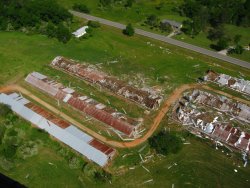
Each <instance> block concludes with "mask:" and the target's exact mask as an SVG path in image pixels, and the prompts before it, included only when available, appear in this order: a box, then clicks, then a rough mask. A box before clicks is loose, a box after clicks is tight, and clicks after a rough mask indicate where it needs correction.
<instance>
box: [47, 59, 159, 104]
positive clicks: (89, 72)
mask: <svg viewBox="0 0 250 188" xmlns="http://www.w3.org/2000/svg"><path fill="white" fill-rule="evenodd" d="M51 66H52V67H54V68H56V69H59V70H62V71H65V72H67V73H69V74H73V75H75V76H77V77H79V78H81V79H83V80H85V81H88V82H90V83H94V84H98V85H99V86H101V87H103V88H105V89H108V90H109V91H111V92H113V93H115V94H118V95H120V96H123V97H125V98H127V99H130V100H132V101H134V102H136V103H139V104H140V105H142V106H144V107H147V108H150V109H156V108H158V107H159V106H160V103H161V102H162V100H163V97H162V96H160V95H159V94H158V92H156V91H154V90H153V89H151V88H143V89H139V88H136V87H133V86H131V85H128V84H127V83H125V82H123V81H121V80H119V79H117V78H116V77H113V76H109V75H107V74H105V73H104V72H101V71H99V70H97V69H96V68H95V67H93V66H91V65H88V64H79V63H76V62H74V61H73V60H68V59H65V58H63V57H60V56H58V57H56V58H55V59H54V60H53V61H52V63H51Z"/></svg>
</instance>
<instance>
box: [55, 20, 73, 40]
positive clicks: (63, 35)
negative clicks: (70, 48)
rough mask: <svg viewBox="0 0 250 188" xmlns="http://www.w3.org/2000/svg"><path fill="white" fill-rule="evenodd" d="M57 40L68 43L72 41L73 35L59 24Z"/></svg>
mask: <svg viewBox="0 0 250 188" xmlns="http://www.w3.org/2000/svg"><path fill="white" fill-rule="evenodd" d="M56 38H57V39H58V41H60V42H63V43H67V42H68V41H69V40H70V39H71V33H70V31H69V29H68V28H67V27H65V26H64V25H63V24H62V23H61V24H59V26H58V28H57V32H56Z"/></svg>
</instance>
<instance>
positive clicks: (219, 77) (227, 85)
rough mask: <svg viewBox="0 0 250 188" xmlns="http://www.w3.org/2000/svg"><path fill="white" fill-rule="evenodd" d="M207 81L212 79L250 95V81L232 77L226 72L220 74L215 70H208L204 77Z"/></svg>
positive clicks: (243, 92)
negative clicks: (212, 70)
mask: <svg viewBox="0 0 250 188" xmlns="http://www.w3.org/2000/svg"><path fill="white" fill-rule="evenodd" d="M204 80H205V81H211V82H214V83H217V84H219V85H222V86H226V87H229V88H231V89H233V90H236V91H238V92H242V93H244V94H247V95H250V81H249V80H244V79H240V78H235V77H231V76H229V75H226V74H219V73H216V72H214V71H208V72H207V75H206V76H205V77H204Z"/></svg>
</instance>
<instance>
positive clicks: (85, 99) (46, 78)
mask: <svg viewBox="0 0 250 188" xmlns="http://www.w3.org/2000/svg"><path fill="white" fill-rule="evenodd" d="M25 81H26V82H28V83H29V84H31V85H32V86H34V87H36V88H39V89H40V90H42V91H44V92H45V93H47V94H49V95H51V96H53V97H54V98H55V99H57V100H59V101H63V102H64V103H67V104H68V105H69V106H71V107H73V108H75V109H77V110H79V111H81V112H83V113H84V114H86V115H89V116H91V117H93V118H95V119H97V120H99V121H100V122H103V123H105V124H107V125H109V126H111V127H112V128H113V129H115V130H117V131H119V132H120V133H122V134H124V135H127V136H129V137H134V136H136V134H137V129H138V127H139V125H140V124H141V122H139V121H136V120H134V119H132V118H129V117H127V116H126V115H124V114H122V113H119V112H117V111H115V110H113V109H112V108H109V107H106V106H105V105H104V104H101V103H98V102H96V101H95V100H93V99H91V98H89V97H88V96H82V95H80V94H78V93H77V92H76V91H75V90H74V89H71V88H68V87H64V86H63V85H62V84H61V83H58V82H56V81H54V80H51V79H49V78H48V77H47V76H44V75H42V74H40V73H37V72H33V73H30V74H29V75H28V76H27V77H26V79H25Z"/></svg>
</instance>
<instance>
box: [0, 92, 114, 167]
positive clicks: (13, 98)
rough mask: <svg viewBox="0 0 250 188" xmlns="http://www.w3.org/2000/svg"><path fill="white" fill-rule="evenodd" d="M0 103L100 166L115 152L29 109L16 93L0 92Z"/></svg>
mask: <svg viewBox="0 0 250 188" xmlns="http://www.w3.org/2000/svg"><path fill="white" fill-rule="evenodd" d="M0 103H3V104H6V105H9V106H10V107H11V109H12V110H13V111H14V112H15V113H17V114H18V115H19V116H21V117H22V118H24V119H26V120H28V121H29V122H31V123H32V124H34V125H36V126H37V127H39V128H40V129H44V130H45V131H46V132H48V133H49V134H50V135H52V136H53V137H55V138H57V139H58V140H60V141H62V142H63V143H64V144H66V145H68V146H70V147H71V148H73V149H74V150H76V151H78V152H79V153H81V154H82V155H84V156H85V157H87V158H88V159H90V160H92V161H94V162H95V163H97V164H98V165H100V166H101V167H104V166H105V165H106V164H107V163H108V161H109V159H110V158H111V157H112V156H113V155H114V153H115V150H114V149H112V148H110V147H108V146H106V145H104V144H102V143H100V142H98V141H97V140H95V139H94V138H93V137H91V136H89V135H88V134H86V133H84V132H82V131H81V130H79V129H78V128H76V127H75V126H74V125H70V126H68V127H66V128H61V127H60V126H58V125H56V124H55V123H53V122H51V121H49V120H48V119H46V118H44V117H43V116H42V115H40V114H38V113H36V112H34V111H33V110H31V109H29V108H28V107H26V106H25V105H26V104H28V103H30V102H29V101H28V100H27V99H25V98H23V97H22V96H20V95H19V94H17V93H12V94H9V95H7V94H5V93H0ZM93 141H95V142H98V144H99V145H101V146H102V147H107V148H109V152H107V150H106V151H101V150H100V148H98V147H95V145H94V144H92V145H91V143H92V142H93Z"/></svg>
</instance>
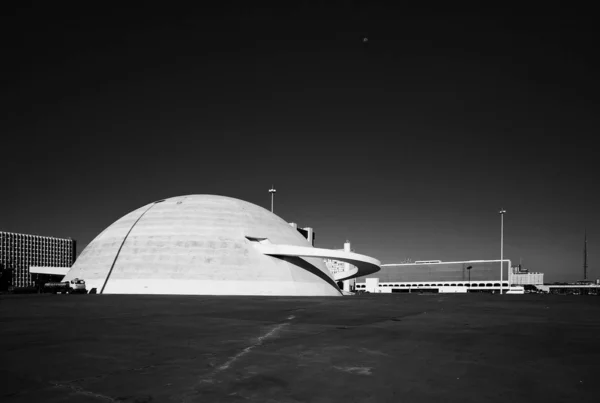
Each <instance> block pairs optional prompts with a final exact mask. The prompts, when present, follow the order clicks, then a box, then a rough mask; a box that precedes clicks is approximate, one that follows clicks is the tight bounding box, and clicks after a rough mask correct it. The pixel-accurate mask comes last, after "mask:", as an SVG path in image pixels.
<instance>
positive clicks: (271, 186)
mask: <svg viewBox="0 0 600 403" xmlns="http://www.w3.org/2000/svg"><path fill="white" fill-rule="evenodd" d="M275 192H277V191H276V190H275V188H274V187H273V185H271V189H269V193H271V213H272V212H273V198H274V197H275Z"/></svg>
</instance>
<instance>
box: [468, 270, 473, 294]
mask: <svg viewBox="0 0 600 403" xmlns="http://www.w3.org/2000/svg"><path fill="white" fill-rule="evenodd" d="M472 268H473V266H468V267H467V270H468V272H469V290H471V269H472Z"/></svg>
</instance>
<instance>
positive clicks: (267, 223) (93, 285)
mask: <svg viewBox="0 0 600 403" xmlns="http://www.w3.org/2000/svg"><path fill="white" fill-rule="evenodd" d="M140 217H141V218H140ZM138 219H139V221H137V220H138ZM136 221H137V223H136ZM134 224H135V225H134ZM132 226H133V228H132ZM130 229H131V232H130V233H129V235H127V234H128V232H129V231H130ZM126 236H127V239H126V240H125V242H124V243H123V239H124V238H125V237H126ZM246 236H250V237H256V238H262V237H264V238H268V239H269V240H270V241H271V242H273V243H278V244H287V245H298V246H307V245H309V243H308V241H307V240H306V239H305V238H304V237H302V235H300V234H299V233H298V232H297V231H295V230H294V229H293V228H292V227H291V226H290V225H289V224H288V223H287V222H285V221H284V220H283V219H281V218H279V217H278V216H276V215H274V214H272V213H271V212H270V211H268V210H266V209H264V208H262V207H259V206H256V205H254V204H251V203H247V202H244V201H242V200H238V199H233V198H229V197H224V196H214V195H190V196H180V197H173V198H170V199H166V200H164V201H162V202H158V203H151V204H148V205H146V206H143V207H141V208H139V209H137V210H135V211H132V212H131V213H129V214H127V215H125V216H124V217H122V218H121V219H119V220H117V221H116V222H115V223H114V224H112V225H111V226H109V227H108V228H107V229H106V230H104V231H103V232H102V233H101V234H100V235H98V236H97V237H96V238H95V239H94V240H93V241H92V242H91V243H90V244H89V245H88V246H87V247H86V248H85V249H84V251H83V252H82V253H81V255H80V256H79V258H78V259H77V261H76V262H75V264H74V265H73V267H72V269H71V270H70V271H69V273H68V274H67V276H66V277H65V280H69V279H71V278H75V277H80V278H83V279H85V280H86V282H87V284H88V289H91V288H97V289H98V291H100V290H101V289H102V287H103V284H104V282H105V280H106V278H107V277H108V281H107V282H106V286H105V288H104V293H109V294H110V293H125V294H129V293H131V294H140V293H141V294H198V295H202V294H210V295H236V294H239V295H314V296H317V295H322V296H328V295H340V292H339V289H338V288H337V287H336V286H335V284H334V283H333V281H332V280H331V276H330V274H329V271H328V270H327V268H326V267H325V264H324V263H323V261H322V259H304V261H305V262H310V263H311V265H308V269H309V270H307V265H305V264H304V262H301V263H302V266H303V267H301V266H300V265H298V264H294V263H292V262H291V261H290V260H288V259H285V260H284V259H280V258H275V257H270V256H265V255H263V254H261V253H260V252H258V251H257V250H256V249H255V248H254V247H253V246H252V242H251V241H249V240H247V239H246ZM121 245H122V248H121V250H120V252H119V248H120V247H121ZM117 254H118V257H117V258H116V261H115V257H116V256H117ZM113 262H114V267H113V268H112V272H110V270H111V266H112V265H113ZM311 270H312V272H311ZM109 272H110V276H109Z"/></svg>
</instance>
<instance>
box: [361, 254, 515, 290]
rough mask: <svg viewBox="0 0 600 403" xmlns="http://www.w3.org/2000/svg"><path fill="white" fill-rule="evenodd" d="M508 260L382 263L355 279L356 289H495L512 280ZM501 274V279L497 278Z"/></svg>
mask: <svg viewBox="0 0 600 403" xmlns="http://www.w3.org/2000/svg"><path fill="white" fill-rule="evenodd" d="M510 268H511V262H510V260H508V259H503V262H502V275H501V274H500V260H466V261H459V262H442V261H441V260H427V261H417V262H414V263H400V264H384V265H382V266H381V270H380V271H379V272H377V273H373V274H370V275H368V276H364V277H359V278H357V279H356V290H359V291H360V290H365V291H369V292H410V290H411V289H413V290H423V289H431V290H440V292H442V290H443V292H450V291H452V290H457V289H460V292H466V291H467V290H470V292H472V291H479V290H484V291H490V292H491V291H499V290H500V289H501V288H504V289H506V288H508V287H510V286H511V285H512V284H514V283H513V281H512V280H513V278H512V277H513V275H514V273H513V272H512V270H510ZM501 278H502V281H500V279H501Z"/></svg>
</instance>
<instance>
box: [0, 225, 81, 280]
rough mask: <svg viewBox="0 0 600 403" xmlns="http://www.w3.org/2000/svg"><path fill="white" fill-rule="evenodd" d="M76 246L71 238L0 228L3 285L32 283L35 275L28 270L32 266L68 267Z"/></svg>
mask: <svg viewBox="0 0 600 403" xmlns="http://www.w3.org/2000/svg"><path fill="white" fill-rule="evenodd" d="M76 248H77V245H76V242H75V240H74V239H70V238H55V237H49V236H40V235H30V234H18V233H13V232H2V231H0V272H1V273H2V277H4V279H5V282H6V281H8V282H7V284H5V285H7V286H12V287H16V288H20V287H33V286H35V278H32V275H31V274H30V272H29V268H30V267H31V266H52V267H71V266H72V265H73V263H74V262H75V258H76V252H77V249H76ZM34 276H35V275H34ZM7 278H9V280H6V279H7Z"/></svg>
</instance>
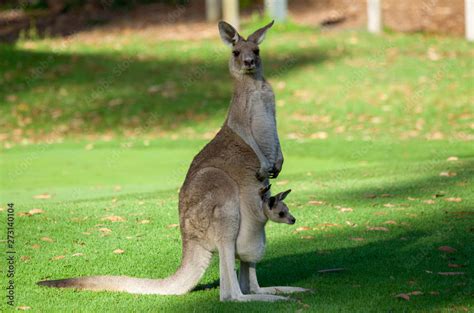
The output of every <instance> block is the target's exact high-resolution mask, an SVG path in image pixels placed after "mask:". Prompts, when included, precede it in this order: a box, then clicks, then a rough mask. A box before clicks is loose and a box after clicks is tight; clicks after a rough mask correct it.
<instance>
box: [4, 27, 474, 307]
mask: <svg viewBox="0 0 474 313" xmlns="http://www.w3.org/2000/svg"><path fill="white" fill-rule="evenodd" d="M258 24H263V22H261V21H259V22H258ZM255 25H256V24H255V23H249V24H248V25H245V27H244V31H243V33H245V34H248V33H249V30H250V29H253V28H255ZM216 31H217V30H216ZM261 49H262V56H263V59H264V62H265V65H266V74H267V75H266V76H267V77H268V79H269V80H270V82H271V83H272V84H273V86H274V89H275V92H276V96H277V110H278V126H279V133H280V137H281V139H282V147H283V152H284V155H285V164H284V168H283V171H282V173H281V176H280V177H279V178H278V179H277V180H276V181H274V182H273V189H274V192H277V191H282V190H285V189H287V188H291V189H293V192H292V193H291V194H290V196H289V197H288V198H287V201H286V202H287V204H288V206H289V207H290V210H291V211H292V213H293V215H294V216H295V217H296V218H297V222H296V225H293V226H289V225H278V224H268V227H267V238H268V247H267V253H266V256H265V258H264V260H263V261H262V262H261V264H259V266H258V267H257V269H258V273H259V278H260V283H261V285H263V286H269V285H294V286H300V287H306V288H311V289H312V290H313V292H312V293H307V294H297V295H294V296H292V298H293V299H294V300H295V301H291V302H281V303H271V304H269V303H220V302H219V290H218V286H217V284H216V280H218V263H217V259H216V258H215V259H214V261H213V262H212V264H211V266H210V268H209V270H208V271H207V272H206V275H205V277H204V279H203V280H202V282H201V285H200V287H199V288H198V290H197V291H194V292H191V293H190V294H188V295H185V296H179V297H178V296H143V295H129V294H120V293H107V292H100V293H94V292H87V291H82V292H78V291H74V290H59V289H49V288H40V287H38V286H36V285H35V282H36V281H38V280H42V279H48V278H63V277H73V276H83V275H97V274H105V275H106V274H115V275H118V274H120V275H130V276H137V277H155V278H159V277H164V276H166V275H169V274H171V273H172V272H173V271H174V270H175V269H176V268H177V266H178V265H179V260H180V255H181V251H180V245H181V242H180V234H179V229H178V227H176V224H177V223H178V211H177V202H178V190H179V187H180V185H181V183H182V181H183V180H184V176H185V174H186V170H187V168H188V166H189V164H190V162H191V160H192V158H193V156H194V155H195V154H196V153H197V152H198V151H199V149H200V148H201V147H202V146H203V145H204V144H205V143H206V142H207V141H208V140H209V139H210V138H212V135H213V134H214V133H215V131H216V130H217V129H218V128H219V126H220V125H221V124H222V122H223V120H224V117H225V113H226V108H227V105H228V101H229V98H230V94H231V88H232V86H231V82H230V78H229V75H228V73H227V70H226V59H227V57H228V51H227V50H226V49H225V47H223V45H222V43H221V42H220V41H219V40H218V38H217V37H216V38H213V39H196V40H192V41H189V40H179V39H177V40H172V41H159V40H153V39H150V38H147V37H145V36H143V35H142V34H141V33H140V32H137V33H133V32H132V33H126V34H120V35H116V34H110V35H109V36H108V37H107V38H102V37H92V36H91V37H90V38H87V40H84V37H80V38H79V37H77V38H76V37H72V39H69V40H64V39H42V40H29V41H21V42H19V43H17V44H16V45H15V46H6V45H3V46H0V54H1V56H2V57H1V58H0V73H1V77H0V104H1V106H0V125H1V126H0V137H1V140H2V143H3V144H2V148H1V149H2V150H1V158H0V166H1V199H2V203H1V206H0V207H1V210H0V211H1V212H0V214H1V221H2V222H1V223H2V224H1V225H2V233H3V234H5V232H6V231H5V225H6V223H5V222H4V221H6V219H7V205H6V203H8V202H13V203H14V204H15V209H16V214H15V236H16V238H15V239H16V241H15V247H14V248H15V251H16V276H15V286H16V303H15V306H14V308H18V307H20V308H21V307H30V308H31V310H32V311H38V312H59V311H64V310H65V308H66V309H67V310H68V311H83V312H91V311H93V312H103V311H110V310H114V311H115V310H121V311H124V312H128V311H130V312H131V311H144V312H145V311H150V312H162V311H169V312H173V311H180V312H193V311H196V312H208V311H209V312H214V311H216V312H232V311H235V312H242V311H246V312H247V311H248V312H267V311H268V312H270V311H271V312H276V311H278V312H279V311H281V312H288V311H290V312H293V311H299V310H300V311H303V312H306V311H308V312H310V311H318V312H407V311H410V312H413V311H414V312H433V311H435V312H436V311H445V312H448V311H449V312H451V311H454V312H456V311H459V312H465V311H473V310H474V300H473V295H474V290H473V287H474V283H473V277H472V275H473V270H472V266H473V261H474V259H473V256H474V246H473V244H472V242H474V220H473V218H474V197H473V194H474V193H473V191H472V190H473V187H474V184H473V177H474V149H473V144H472V140H473V135H474V134H473V127H474V124H473V123H474V121H473V117H474V116H473V112H472V108H473V96H474V95H473V86H474V70H473V61H472V60H473V57H474V47H473V46H472V44H468V43H466V42H465V41H464V40H463V39H461V38H446V37H434V36H426V35H423V34H414V35H406V34H392V33H387V34H384V35H382V36H372V35H368V34H366V33H364V32H362V31H343V32H321V31H318V30H314V29H310V28H305V27H301V26H295V25H292V24H289V25H286V26H285V25H280V26H277V27H276V28H275V29H274V30H272V31H271V32H270V33H269V34H268V36H267V39H266V41H265V42H264V44H263V45H262V48H261ZM35 209H36V210H35ZM28 212H31V213H36V214H31V213H28ZM4 237H5V236H2V238H1V239H2V240H4V239H6V238H4ZM118 249H119V250H118ZM117 252H120V253H117ZM2 253H3V252H2ZM3 254H4V255H5V253H3ZM5 258H6V256H5V257H3V256H2V266H1V268H2V273H1V274H2V279H1V284H2V289H3V290H4V289H5V288H6V284H7V281H6V278H5V277H6V272H5V269H6V267H5V266H4V264H5V265H6V260H5ZM334 268H343V269H344V270H342V271H338V272H329V273H320V272H319V271H320V270H325V269H334ZM453 273H454V274H457V275H454V274H453ZM4 286H5V287H4ZM4 292H5V290H4ZM401 294H404V296H403V297H405V298H407V299H408V297H409V300H406V299H403V298H402V297H400V296H399V297H397V295H401ZM2 299H3V300H2V302H1V304H0V310H1V311H5V310H7V309H11V308H10V307H7V305H6V301H5V298H4V296H3V295H2Z"/></svg>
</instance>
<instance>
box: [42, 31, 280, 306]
mask: <svg viewBox="0 0 474 313" xmlns="http://www.w3.org/2000/svg"><path fill="white" fill-rule="evenodd" d="M272 24H273V22H272V23H270V24H268V25H267V26H265V27H263V28H261V29H259V30H257V31H256V32H254V33H253V34H252V35H250V36H249V37H248V39H247V40H244V39H243V38H242V37H241V36H240V35H239V34H238V33H237V32H236V31H235V29H234V28H233V27H232V26H230V25H229V24H227V23H225V22H220V23H219V31H220V33H221V37H222V39H223V40H224V42H225V43H231V44H232V47H233V50H232V51H233V53H232V56H231V61H230V62H229V63H230V66H229V68H230V72H231V74H232V76H233V77H234V81H235V85H236V89H237V90H234V95H233V98H232V101H231V105H230V109H229V112H228V116H227V119H226V121H225V122H224V125H223V126H222V128H221V129H220V130H219V132H218V133H217V134H216V136H215V137H214V139H212V140H211V141H210V142H209V143H208V144H207V145H206V146H205V147H204V148H203V149H202V150H201V151H200V152H199V153H198V154H197V155H196V156H195V157H194V159H193V161H192V163H191V165H190V168H189V170H188V173H187V175H186V178H185V181H184V183H183V185H182V187H181V189H180V193H179V220H180V231H181V237H182V260H181V266H180V267H179V268H178V270H177V271H176V273H174V274H173V275H171V276H169V277H167V278H164V279H141V278H132V277H126V276H91V277H80V278H70V279H61V280H49V281H41V282H39V283H38V284H39V285H43V286H50V287H70V288H78V289H87V290H110V291H122V292H129V293H135V294H161V295H180V294H185V293H187V292H188V291H190V290H191V289H193V288H194V287H195V286H196V285H197V283H198V282H199V280H200V279H201V277H202V275H203V274H204V272H205V270H206V269H207V267H208V265H209V262H210V259H211V256H212V253H213V252H214V251H216V250H217V251H218V253H219V273H220V300H221V301H227V300H232V301H276V300H286V299H287V298H285V297H282V296H277V295H270V294H243V293H242V290H241V288H240V285H239V280H238V278H237V274H236V272H235V259H236V256H237V255H238V251H237V250H236V241H237V237H238V234H239V230H240V229H244V228H246V227H247V226H246V225H245V223H246V222H245V221H246V219H244V218H242V219H241V216H248V217H250V216H252V215H253V216H254V218H260V212H261V209H262V199H261V196H260V194H259V192H258V191H259V190H260V189H261V188H262V181H266V180H268V178H269V177H270V176H273V177H276V176H277V175H278V173H279V172H280V170H281V165H282V163H283V157H282V156H281V150H280V144H279V141H278V135H277V132H276V122H275V109H274V99H273V92H271V88H270V87H269V85H268V84H267V83H266V82H265V81H264V80H263V75H262V66H261V61H260V58H259V56H258V50H257V49H258V44H259V43H260V42H261V41H262V40H263V37H264V36H265V33H266V31H267V30H268V29H269V28H270V27H271V26H272ZM236 51H239V53H236ZM250 59H251V60H250ZM252 60H253V61H252ZM269 88H270V89H269ZM264 89H265V90H264ZM242 221H244V224H242V223H241V222H242ZM268 293H272V292H268Z"/></svg>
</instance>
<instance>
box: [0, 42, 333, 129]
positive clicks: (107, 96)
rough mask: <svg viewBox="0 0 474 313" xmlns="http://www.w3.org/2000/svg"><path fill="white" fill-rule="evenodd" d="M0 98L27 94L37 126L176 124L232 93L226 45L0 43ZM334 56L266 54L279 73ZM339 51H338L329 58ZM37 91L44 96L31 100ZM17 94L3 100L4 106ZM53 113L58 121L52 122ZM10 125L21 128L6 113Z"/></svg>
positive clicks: (214, 106) (221, 99)
mask: <svg viewBox="0 0 474 313" xmlns="http://www.w3.org/2000/svg"><path fill="white" fill-rule="evenodd" d="M0 52H1V53H2V56H4V57H2V60H1V61H0V69H2V72H3V73H4V75H3V76H4V77H3V78H2V80H3V81H2V84H1V87H0V98H2V99H7V98H9V97H12V95H13V96H14V97H15V98H18V99H19V100H20V101H22V100H23V101H24V103H25V104H26V105H27V107H26V108H24V109H23V111H22V112H20V114H21V115H23V116H24V117H26V116H28V115H31V116H30V117H31V118H33V119H34V121H35V123H34V124H35V125H36V127H42V128H43V129H44V130H45V131H48V130H49V131H51V129H48V127H49V128H51V127H55V126H59V125H60V126H61V128H64V129H65V132H81V133H84V132H94V131H105V130H116V129H117V128H120V130H123V129H136V128H141V130H143V128H146V129H147V130H148V129H152V130H153V129H154V128H159V129H161V130H172V129H176V128H177V127H186V126H190V125H194V124H195V123H199V122H204V121H206V120H209V119H213V118H214V117H217V116H219V117H220V116H222V118H219V121H221V120H223V117H224V115H225V111H226V110H227V107H228V103H229V101H230V97H231V93H232V83H231V78H230V74H229V73H228V69H227V58H228V54H229V51H228V50H227V49H222V50H219V52H217V53H213V52H210V51H209V55H208V56H206V57H203V58H199V59H197V58H193V59H190V58H189V57H187V58H180V55H179V54H176V56H173V57H172V58H171V57H170V58H163V57H159V56H156V57H155V56H150V55H137V54H135V55H134V54H129V55H125V54H118V55H108V54H94V53H89V54H68V53H49V52H38V51H29V50H24V49H17V48H15V47H14V46H6V45H3V46H0ZM329 58H330V56H329V54H328V51H327V50H320V49H315V48H306V49H298V50H295V51H292V52H291V54H290V53H289V52H288V53H285V54H279V55H274V54H270V52H268V55H265V54H264V56H263V59H264V63H265V68H266V73H267V78H269V79H278V78H279V77H284V76H285V75H289V74H291V72H292V71H294V70H296V69H298V68H299V67H302V66H305V65H306V64H319V63H321V62H325V61H326V60H328V59H329ZM331 58H333V57H331ZM37 97H39V99H41V100H40V101H31V102H30V100H32V99H34V98H37ZM16 104H17V101H11V102H9V101H5V106H4V109H5V110H6V111H5V112H8V111H9V110H12V109H13V108H14V107H15V105H16ZM51 119H53V121H54V123H51ZM5 123H6V127H11V128H16V127H17V124H18V123H17V120H15V119H12V118H10V119H8V120H6V121H5Z"/></svg>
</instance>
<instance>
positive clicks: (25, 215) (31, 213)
mask: <svg viewBox="0 0 474 313" xmlns="http://www.w3.org/2000/svg"><path fill="white" fill-rule="evenodd" d="M41 213H44V211H43V210H41V209H31V210H29V211H28V212H20V213H18V216H32V215H35V214H41Z"/></svg>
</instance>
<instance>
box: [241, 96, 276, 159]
mask: <svg viewBox="0 0 474 313" xmlns="http://www.w3.org/2000/svg"><path fill="white" fill-rule="evenodd" d="M248 104H249V109H250V118H251V125H252V133H253V136H254V138H255V141H256V142H257V144H258V146H259V147H260V148H261V149H262V152H263V153H264V155H265V156H266V157H267V159H268V160H269V161H270V163H273V162H275V161H276V157H277V153H276V152H277V149H278V134H277V128H276V121H275V97H274V95H273V92H272V91H271V89H266V88H262V89H258V90H254V91H252V92H251V93H250V94H249V98H248Z"/></svg>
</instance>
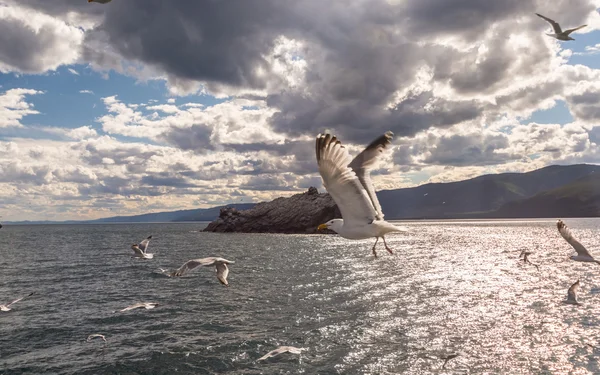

========

**Problem to work on:** Show all lines above holding the word "after".

**Your response:**
Each <instance> block concludes with "mask:" and the target's exact mask as an SVG path in image pixels, and the prompts before it, included only when available, appear in this order: a box, then clicks, then a rough mask. A box before clicks is loose, a box after clicks is tight, and clicks after a rough mask indicate where it needs correction.
Each <instance> block pairs optional prompts with a final exact mask. The prompts, when present, follow the order clicks, then a box, then a rough mask; a box that precedes clicks is approximate, one that follows clicks is the tight bounding box, and clicks after a rough mask correct it. The pixel-accurate mask comes last, after "mask:", as an SVG path in image pixels.
The output of every <instance> block is the target's exact high-resolution mask, an SVG path in image pixels placed after "mask:". Prompts, when included, precede it in this order: a box, then clicks, then a rough mask. A box before clicks is loose and a box after clicks is tight; clicks after a rough mask correct it.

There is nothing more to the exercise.